» Your task
Turn the stretch of the entries below, from the line containing "Task: Where can the white mule's head" through the line containing "x=465, y=245", into a Markdown table with the columns Row and Line. Give each line its own numbered row and leave out blank lines.
##### Supplied records
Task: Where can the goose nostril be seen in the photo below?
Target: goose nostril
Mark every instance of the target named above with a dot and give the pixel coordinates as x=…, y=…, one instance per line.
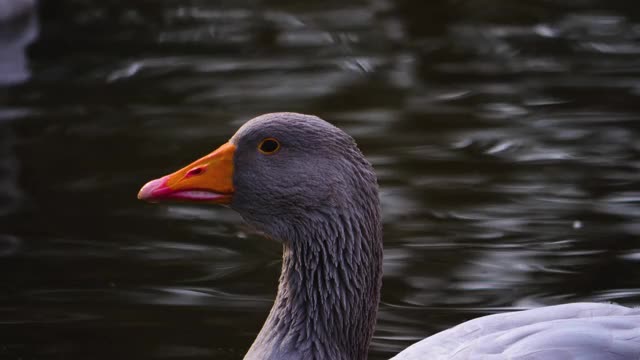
x=195, y=172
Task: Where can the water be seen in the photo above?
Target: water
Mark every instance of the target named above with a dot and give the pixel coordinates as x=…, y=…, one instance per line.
x=505, y=137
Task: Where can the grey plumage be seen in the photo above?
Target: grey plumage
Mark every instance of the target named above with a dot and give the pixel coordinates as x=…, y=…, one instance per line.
x=319, y=196
x=577, y=331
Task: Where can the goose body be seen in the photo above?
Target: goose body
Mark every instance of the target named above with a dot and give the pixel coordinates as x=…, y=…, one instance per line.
x=304, y=182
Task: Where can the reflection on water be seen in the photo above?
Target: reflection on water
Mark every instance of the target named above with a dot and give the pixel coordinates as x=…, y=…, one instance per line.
x=504, y=137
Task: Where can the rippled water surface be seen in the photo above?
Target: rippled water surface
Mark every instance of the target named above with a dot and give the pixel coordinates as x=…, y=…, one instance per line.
x=505, y=136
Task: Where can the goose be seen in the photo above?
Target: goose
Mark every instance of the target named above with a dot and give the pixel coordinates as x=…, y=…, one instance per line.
x=304, y=182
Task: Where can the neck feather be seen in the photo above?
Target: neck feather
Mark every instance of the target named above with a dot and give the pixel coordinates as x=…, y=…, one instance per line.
x=329, y=287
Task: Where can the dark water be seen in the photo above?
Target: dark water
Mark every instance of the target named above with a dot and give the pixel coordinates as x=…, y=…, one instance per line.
x=504, y=134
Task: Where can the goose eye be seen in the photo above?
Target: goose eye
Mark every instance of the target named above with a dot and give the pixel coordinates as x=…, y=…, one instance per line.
x=269, y=146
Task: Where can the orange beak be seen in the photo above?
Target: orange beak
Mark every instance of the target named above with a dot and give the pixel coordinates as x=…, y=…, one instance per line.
x=209, y=179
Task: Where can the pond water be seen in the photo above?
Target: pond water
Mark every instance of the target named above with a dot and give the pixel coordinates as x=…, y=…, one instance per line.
x=505, y=137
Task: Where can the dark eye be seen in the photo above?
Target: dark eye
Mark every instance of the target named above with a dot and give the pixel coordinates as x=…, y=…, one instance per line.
x=269, y=146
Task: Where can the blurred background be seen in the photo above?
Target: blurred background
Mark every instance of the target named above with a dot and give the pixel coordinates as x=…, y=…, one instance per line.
x=504, y=134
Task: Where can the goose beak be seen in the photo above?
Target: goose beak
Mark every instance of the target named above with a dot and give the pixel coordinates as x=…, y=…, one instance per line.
x=209, y=180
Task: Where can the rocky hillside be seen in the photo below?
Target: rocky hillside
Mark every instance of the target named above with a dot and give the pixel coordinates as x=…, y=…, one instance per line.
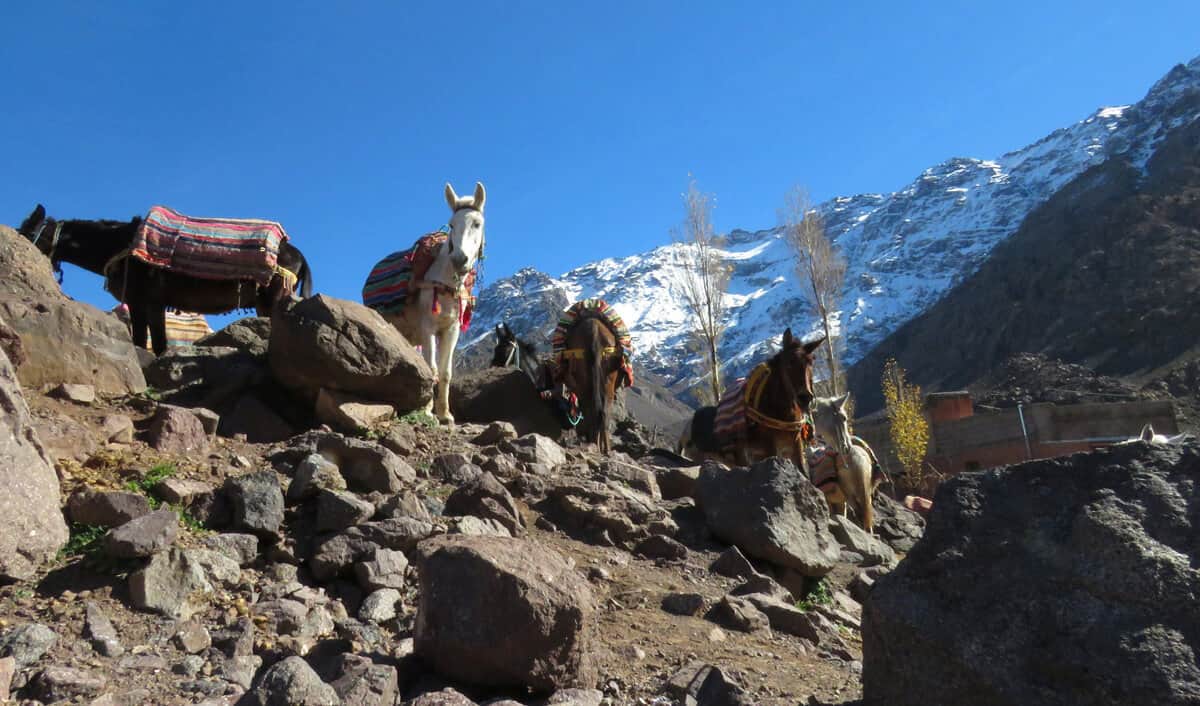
x=906, y=250
x=269, y=522
x=1104, y=274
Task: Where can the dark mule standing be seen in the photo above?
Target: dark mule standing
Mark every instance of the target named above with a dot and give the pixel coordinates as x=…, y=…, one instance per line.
x=775, y=422
x=593, y=376
x=150, y=291
x=511, y=351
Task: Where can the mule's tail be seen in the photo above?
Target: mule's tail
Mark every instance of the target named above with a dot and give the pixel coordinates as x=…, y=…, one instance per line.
x=599, y=404
x=305, y=277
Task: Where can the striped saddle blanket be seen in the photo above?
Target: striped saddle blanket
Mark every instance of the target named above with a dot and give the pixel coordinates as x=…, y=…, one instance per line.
x=183, y=328
x=390, y=280
x=731, y=425
x=605, y=312
x=210, y=249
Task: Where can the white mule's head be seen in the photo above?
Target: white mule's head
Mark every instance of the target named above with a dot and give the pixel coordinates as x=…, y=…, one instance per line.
x=832, y=422
x=465, y=245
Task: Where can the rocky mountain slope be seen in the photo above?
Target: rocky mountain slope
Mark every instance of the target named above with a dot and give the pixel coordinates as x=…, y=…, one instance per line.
x=905, y=249
x=1104, y=274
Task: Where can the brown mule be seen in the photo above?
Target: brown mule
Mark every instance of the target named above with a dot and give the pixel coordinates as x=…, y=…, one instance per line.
x=772, y=405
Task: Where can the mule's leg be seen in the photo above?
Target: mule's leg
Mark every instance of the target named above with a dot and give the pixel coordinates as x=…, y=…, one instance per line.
x=138, y=322
x=447, y=339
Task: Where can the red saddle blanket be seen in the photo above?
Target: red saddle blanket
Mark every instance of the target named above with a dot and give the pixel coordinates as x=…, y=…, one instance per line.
x=210, y=249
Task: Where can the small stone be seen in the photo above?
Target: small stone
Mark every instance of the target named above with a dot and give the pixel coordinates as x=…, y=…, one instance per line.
x=240, y=548
x=384, y=570
x=687, y=604
x=7, y=670
x=190, y=665
x=495, y=434
x=75, y=393
x=117, y=429
x=180, y=491
x=106, y=509
x=659, y=546
x=144, y=536
x=292, y=682
x=100, y=632
x=742, y=615
x=339, y=510
x=58, y=683
x=312, y=474
x=735, y=564
x=27, y=644
x=191, y=636
x=379, y=606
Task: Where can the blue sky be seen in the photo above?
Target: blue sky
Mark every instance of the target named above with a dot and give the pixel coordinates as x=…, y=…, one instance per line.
x=343, y=120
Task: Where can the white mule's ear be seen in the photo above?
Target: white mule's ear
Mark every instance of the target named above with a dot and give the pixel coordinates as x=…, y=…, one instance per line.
x=480, y=196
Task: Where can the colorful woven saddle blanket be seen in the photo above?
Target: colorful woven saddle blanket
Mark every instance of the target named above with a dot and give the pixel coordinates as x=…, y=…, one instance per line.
x=391, y=279
x=731, y=425
x=606, y=313
x=183, y=328
x=210, y=249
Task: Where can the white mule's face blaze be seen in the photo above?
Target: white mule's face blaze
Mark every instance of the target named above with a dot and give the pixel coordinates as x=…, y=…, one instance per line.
x=466, y=241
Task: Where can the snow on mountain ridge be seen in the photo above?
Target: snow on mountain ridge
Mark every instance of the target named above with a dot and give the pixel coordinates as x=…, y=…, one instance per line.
x=904, y=250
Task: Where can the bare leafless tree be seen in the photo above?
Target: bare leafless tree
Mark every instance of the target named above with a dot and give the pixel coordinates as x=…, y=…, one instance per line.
x=822, y=273
x=706, y=279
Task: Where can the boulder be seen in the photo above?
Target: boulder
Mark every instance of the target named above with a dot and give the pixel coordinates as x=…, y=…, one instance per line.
x=1068, y=580
x=83, y=394
x=173, y=584
x=325, y=342
x=203, y=377
x=61, y=340
x=486, y=498
x=339, y=510
x=503, y=394
x=256, y=419
x=504, y=612
x=249, y=334
x=365, y=465
x=175, y=430
x=852, y=537
x=535, y=448
x=144, y=536
x=64, y=437
x=31, y=525
x=897, y=525
x=106, y=509
x=772, y=512
x=349, y=413
x=27, y=644
x=257, y=502
x=292, y=682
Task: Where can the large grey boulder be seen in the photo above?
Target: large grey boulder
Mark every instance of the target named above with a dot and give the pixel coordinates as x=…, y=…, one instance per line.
x=1071, y=580
x=772, y=512
x=504, y=612
x=325, y=342
x=502, y=394
x=63, y=341
x=31, y=525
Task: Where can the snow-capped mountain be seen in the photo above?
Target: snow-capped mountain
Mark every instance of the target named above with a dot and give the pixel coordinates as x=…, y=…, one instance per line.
x=904, y=250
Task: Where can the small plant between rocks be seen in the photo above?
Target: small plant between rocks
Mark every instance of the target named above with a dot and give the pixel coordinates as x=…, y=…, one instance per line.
x=817, y=594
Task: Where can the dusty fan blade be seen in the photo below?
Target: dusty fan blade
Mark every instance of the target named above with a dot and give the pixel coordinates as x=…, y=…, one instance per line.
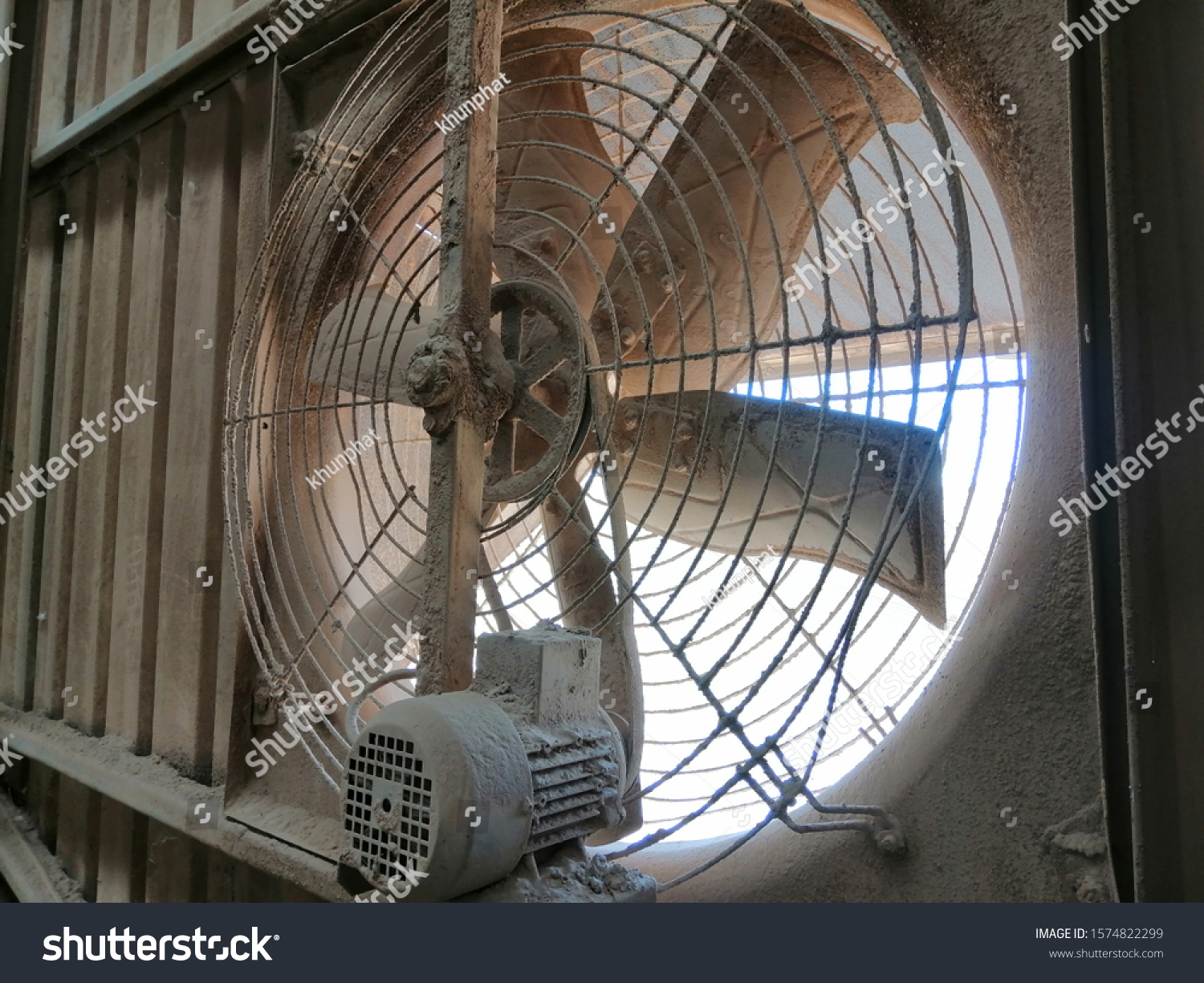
x=365, y=343
x=702, y=442
x=546, y=135
x=537, y=218
x=784, y=212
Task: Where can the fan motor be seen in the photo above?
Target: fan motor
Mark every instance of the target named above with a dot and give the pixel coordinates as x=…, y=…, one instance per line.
x=457, y=788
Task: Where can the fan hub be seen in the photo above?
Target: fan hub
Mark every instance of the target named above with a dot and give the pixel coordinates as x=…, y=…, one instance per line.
x=547, y=358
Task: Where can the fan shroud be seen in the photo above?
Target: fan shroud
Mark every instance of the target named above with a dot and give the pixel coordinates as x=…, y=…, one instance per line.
x=311, y=561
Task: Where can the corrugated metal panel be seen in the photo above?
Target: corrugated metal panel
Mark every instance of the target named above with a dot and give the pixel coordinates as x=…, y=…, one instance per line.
x=136, y=260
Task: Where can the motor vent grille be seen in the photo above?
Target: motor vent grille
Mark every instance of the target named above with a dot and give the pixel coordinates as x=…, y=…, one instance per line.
x=571, y=780
x=388, y=807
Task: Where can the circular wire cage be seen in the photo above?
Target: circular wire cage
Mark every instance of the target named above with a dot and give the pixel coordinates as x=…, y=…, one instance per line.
x=791, y=424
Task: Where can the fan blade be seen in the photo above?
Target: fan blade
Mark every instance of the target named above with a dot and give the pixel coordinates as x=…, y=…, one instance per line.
x=544, y=195
x=746, y=305
x=365, y=343
x=695, y=435
x=551, y=168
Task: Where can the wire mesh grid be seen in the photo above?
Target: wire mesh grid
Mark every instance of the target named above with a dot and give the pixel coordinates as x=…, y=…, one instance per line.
x=767, y=672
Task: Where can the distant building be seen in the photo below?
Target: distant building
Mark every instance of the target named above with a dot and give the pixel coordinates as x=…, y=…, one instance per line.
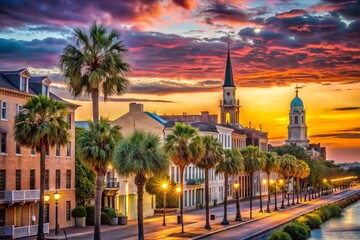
##########
» Solution
| Row | Line |
|---|---|
| 1 | Task: Where can the white mule's head be seen in the photo above? |
| 2 | Target: white mule's head |
| 3 | Mark every instance of the target named above with a dot and give the pixel coordinates as x=…, y=…, one instance per line. |
| 4 | x=832, y=422 |
| 5 | x=465, y=245 |